-- WHAT YOU ARE ASKED TO DO --
Repeat verbatim the lines of the data below, beginning with the line containing "Mark the innermost point of each instance of the crested" and continuing to the end.

★ ★ ★ ★

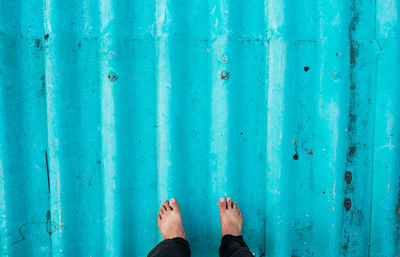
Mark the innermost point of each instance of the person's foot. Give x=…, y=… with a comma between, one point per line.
x=231, y=217
x=170, y=220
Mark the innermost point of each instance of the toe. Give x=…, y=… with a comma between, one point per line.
x=222, y=204
x=163, y=209
x=166, y=205
x=229, y=202
x=174, y=204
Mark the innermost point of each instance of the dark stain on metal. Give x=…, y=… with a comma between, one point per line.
x=225, y=75
x=47, y=169
x=50, y=228
x=347, y=204
x=348, y=177
x=112, y=76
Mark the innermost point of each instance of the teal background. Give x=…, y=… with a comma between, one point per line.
x=109, y=107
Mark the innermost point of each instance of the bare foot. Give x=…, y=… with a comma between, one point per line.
x=170, y=220
x=231, y=217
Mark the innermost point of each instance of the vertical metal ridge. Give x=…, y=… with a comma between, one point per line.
x=109, y=127
x=277, y=225
x=220, y=170
x=164, y=43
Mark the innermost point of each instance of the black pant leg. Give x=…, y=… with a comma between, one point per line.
x=175, y=247
x=234, y=246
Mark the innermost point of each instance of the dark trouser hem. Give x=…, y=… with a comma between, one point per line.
x=234, y=246
x=175, y=247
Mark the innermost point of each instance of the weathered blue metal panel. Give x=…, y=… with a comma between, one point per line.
x=289, y=107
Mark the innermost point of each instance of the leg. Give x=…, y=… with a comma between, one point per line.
x=170, y=224
x=232, y=243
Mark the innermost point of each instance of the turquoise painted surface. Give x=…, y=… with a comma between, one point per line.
x=289, y=107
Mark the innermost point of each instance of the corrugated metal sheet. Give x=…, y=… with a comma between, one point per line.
x=290, y=107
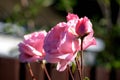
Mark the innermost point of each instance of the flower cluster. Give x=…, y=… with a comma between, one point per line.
x=61, y=44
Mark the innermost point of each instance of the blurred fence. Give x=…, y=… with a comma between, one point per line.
x=12, y=69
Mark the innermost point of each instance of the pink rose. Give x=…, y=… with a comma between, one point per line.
x=82, y=29
x=31, y=49
x=61, y=46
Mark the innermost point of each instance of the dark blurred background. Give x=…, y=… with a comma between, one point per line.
x=19, y=17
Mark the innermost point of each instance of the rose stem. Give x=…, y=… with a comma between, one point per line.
x=70, y=73
x=45, y=69
x=81, y=55
x=31, y=72
x=78, y=66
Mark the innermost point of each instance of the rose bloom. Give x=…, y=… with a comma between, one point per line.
x=61, y=46
x=31, y=49
x=83, y=29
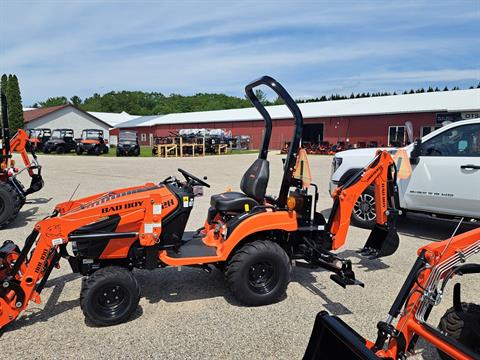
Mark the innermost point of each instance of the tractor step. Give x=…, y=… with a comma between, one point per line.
x=192, y=246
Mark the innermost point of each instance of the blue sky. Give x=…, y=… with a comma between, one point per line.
x=312, y=47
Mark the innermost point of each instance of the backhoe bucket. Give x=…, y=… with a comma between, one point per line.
x=36, y=184
x=382, y=241
x=333, y=339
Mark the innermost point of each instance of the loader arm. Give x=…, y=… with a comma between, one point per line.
x=381, y=173
x=24, y=273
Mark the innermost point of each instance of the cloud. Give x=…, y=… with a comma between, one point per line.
x=78, y=48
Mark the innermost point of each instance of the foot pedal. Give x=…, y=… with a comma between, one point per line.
x=344, y=281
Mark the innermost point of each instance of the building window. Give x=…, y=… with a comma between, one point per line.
x=397, y=136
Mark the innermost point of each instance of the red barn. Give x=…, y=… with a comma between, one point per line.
x=380, y=120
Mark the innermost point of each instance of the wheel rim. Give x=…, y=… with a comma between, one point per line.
x=262, y=277
x=365, y=207
x=111, y=300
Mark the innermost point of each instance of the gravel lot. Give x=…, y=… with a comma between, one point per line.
x=187, y=313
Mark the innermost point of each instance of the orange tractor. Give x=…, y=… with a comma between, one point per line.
x=456, y=337
x=12, y=192
x=251, y=236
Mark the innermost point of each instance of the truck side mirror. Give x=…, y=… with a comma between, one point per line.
x=416, y=151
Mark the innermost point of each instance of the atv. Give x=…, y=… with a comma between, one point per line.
x=62, y=141
x=12, y=192
x=128, y=144
x=251, y=236
x=38, y=138
x=92, y=142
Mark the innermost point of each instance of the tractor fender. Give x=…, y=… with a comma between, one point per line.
x=265, y=221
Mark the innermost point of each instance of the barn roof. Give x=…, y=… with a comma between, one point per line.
x=444, y=101
x=34, y=114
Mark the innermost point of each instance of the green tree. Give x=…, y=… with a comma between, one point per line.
x=54, y=101
x=15, y=108
x=4, y=84
x=75, y=100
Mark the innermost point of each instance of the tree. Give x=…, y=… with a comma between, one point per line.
x=15, y=108
x=75, y=100
x=54, y=101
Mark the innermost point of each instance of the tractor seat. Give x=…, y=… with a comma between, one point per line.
x=254, y=186
x=232, y=202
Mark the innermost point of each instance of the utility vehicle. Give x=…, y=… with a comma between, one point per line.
x=92, y=142
x=12, y=192
x=439, y=174
x=38, y=138
x=252, y=236
x=128, y=144
x=458, y=333
x=61, y=141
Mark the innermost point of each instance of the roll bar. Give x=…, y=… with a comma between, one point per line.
x=289, y=166
x=5, y=125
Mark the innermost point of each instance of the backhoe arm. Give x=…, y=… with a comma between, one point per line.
x=381, y=173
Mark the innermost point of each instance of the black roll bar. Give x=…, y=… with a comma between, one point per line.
x=289, y=166
x=5, y=125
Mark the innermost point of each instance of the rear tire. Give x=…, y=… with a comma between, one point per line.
x=463, y=327
x=258, y=273
x=10, y=204
x=363, y=214
x=110, y=296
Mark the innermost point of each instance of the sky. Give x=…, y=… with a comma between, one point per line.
x=314, y=48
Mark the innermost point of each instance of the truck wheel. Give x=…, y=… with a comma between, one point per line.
x=110, y=296
x=258, y=273
x=10, y=204
x=462, y=326
x=363, y=214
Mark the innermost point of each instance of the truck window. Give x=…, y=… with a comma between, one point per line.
x=459, y=141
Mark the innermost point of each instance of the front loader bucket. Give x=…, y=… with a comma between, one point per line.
x=333, y=339
x=382, y=241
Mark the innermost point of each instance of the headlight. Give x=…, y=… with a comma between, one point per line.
x=337, y=161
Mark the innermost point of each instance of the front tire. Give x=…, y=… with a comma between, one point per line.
x=363, y=214
x=110, y=296
x=258, y=273
x=10, y=204
x=462, y=326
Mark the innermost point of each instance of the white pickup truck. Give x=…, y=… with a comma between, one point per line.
x=443, y=174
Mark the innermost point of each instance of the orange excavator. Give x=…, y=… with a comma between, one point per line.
x=251, y=236
x=12, y=192
x=456, y=337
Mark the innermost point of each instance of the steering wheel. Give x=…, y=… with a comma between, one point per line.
x=189, y=177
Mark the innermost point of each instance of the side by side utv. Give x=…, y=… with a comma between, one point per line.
x=38, y=138
x=253, y=237
x=92, y=142
x=12, y=192
x=62, y=141
x=128, y=144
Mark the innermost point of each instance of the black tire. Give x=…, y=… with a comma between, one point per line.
x=462, y=326
x=109, y=296
x=363, y=214
x=10, y=204
x=258, y=273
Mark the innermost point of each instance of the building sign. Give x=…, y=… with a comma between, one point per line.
x=471, y=115
x=442, y=117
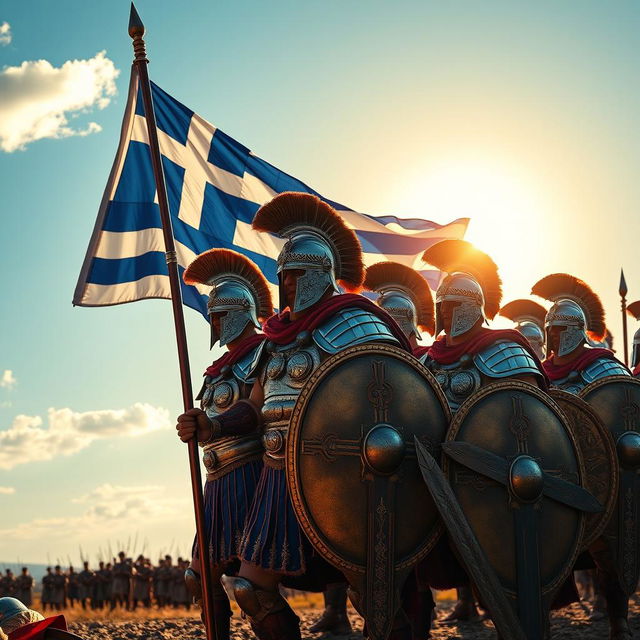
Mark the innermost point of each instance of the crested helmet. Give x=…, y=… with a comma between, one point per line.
x=472, y=281
x=576, y=309
x=529, y=318
x=404, y=294
x=318, y=243
x=239, y=291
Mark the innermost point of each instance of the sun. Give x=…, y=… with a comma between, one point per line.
x=506, y=209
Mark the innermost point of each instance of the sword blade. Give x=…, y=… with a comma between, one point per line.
x=530, y=609
x=479, y=460
x=572, y=495
x=497, y=468
x=475, y=561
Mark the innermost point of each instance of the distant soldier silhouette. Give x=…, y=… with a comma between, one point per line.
x=24, y=587
x=85, y=585
x=121, y=582
x=142, y=583
x=7, y=587
x=102, y=585
x=47, y=590
x=73, y=588
x=59, y=583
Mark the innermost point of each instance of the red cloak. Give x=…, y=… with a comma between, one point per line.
x=279, y=328
x=231, y=357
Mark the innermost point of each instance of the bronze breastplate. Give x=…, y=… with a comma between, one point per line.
x=286, y=371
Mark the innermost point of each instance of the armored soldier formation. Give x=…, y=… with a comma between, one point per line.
x=344, y=456
x=122, y=584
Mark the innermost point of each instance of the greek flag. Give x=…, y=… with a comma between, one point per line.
x=215, y=186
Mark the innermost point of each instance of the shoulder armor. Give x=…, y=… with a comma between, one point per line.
x=504, y=358
x=244, y=369
x=601, y=368
x=349, y=327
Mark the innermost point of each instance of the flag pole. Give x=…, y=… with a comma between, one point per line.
x=136, y=31
x=622, y=290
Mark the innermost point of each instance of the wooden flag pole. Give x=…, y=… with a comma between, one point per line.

★ ★ ★ ★

-- SOLUTION --
Mark the innermost point of each instance of the crested helmet. Give x=…, y=… with a comma between, one point per line.
x=472, y=281
x=576, y=309
x=529, y=318
x=404, y=294
x=318, y=243
x=239, y=291
Mark the innermost point of each instance of the sun. Give x=…, y=… with a comma between, one point per line.
x=506, y=209
Mark the innermost point of each instance of the sword blade. Give x=…, y=… with a comma between, one point per line.
x=530, y=609
x=479, y=460
x=572, y=495
x=497, y=468
x=475, y=561
Mark the innermost point of each instance of the distant soldier silhouette. Give x=…, y=… with a comma between, one point per line.
x=24, y=587
x=85, y=585
x=121, y=582
x=142, y=583
x=7, y=587
x=102, y=585
x=47, y=590
x=73, y=588
x=59, y=583
Mark the innermost point of each instance of the red cloak. Give x=…, y=… with a comma between, one point per line.
x=279, y=328
x=231, y=357
Mark the innermost point of each instance of the bronze breastplate. Give x=…, y=… with a comma between, one point per line.
x=286, y=371
Mark the innermost point of each instance of the armored soldier formation. Give x=…, y=… with a comma between, one point per line.
x=344, y=456
x=122, y=584
Mark the innermost point of each instance of the greek flag. Give x=…, y=… with a comma between, one point per line.
x=215, y=186
Mark the innermost point of each instance of the shoulder armor. Give x=…, y=… with a comma between, one point per line.
x=504, y=358
x=244, y=369
x=601, y=368
x=349, y=327
Mark the innermost point of each instance of the flag pole. Give x=…, y=… with a comma between, one point per line.
x=136, y=31
x=622, y=290
Mark the innermost point of each instance of the wooden flag pole. Give x=…, y=… with a comma between, one point per line.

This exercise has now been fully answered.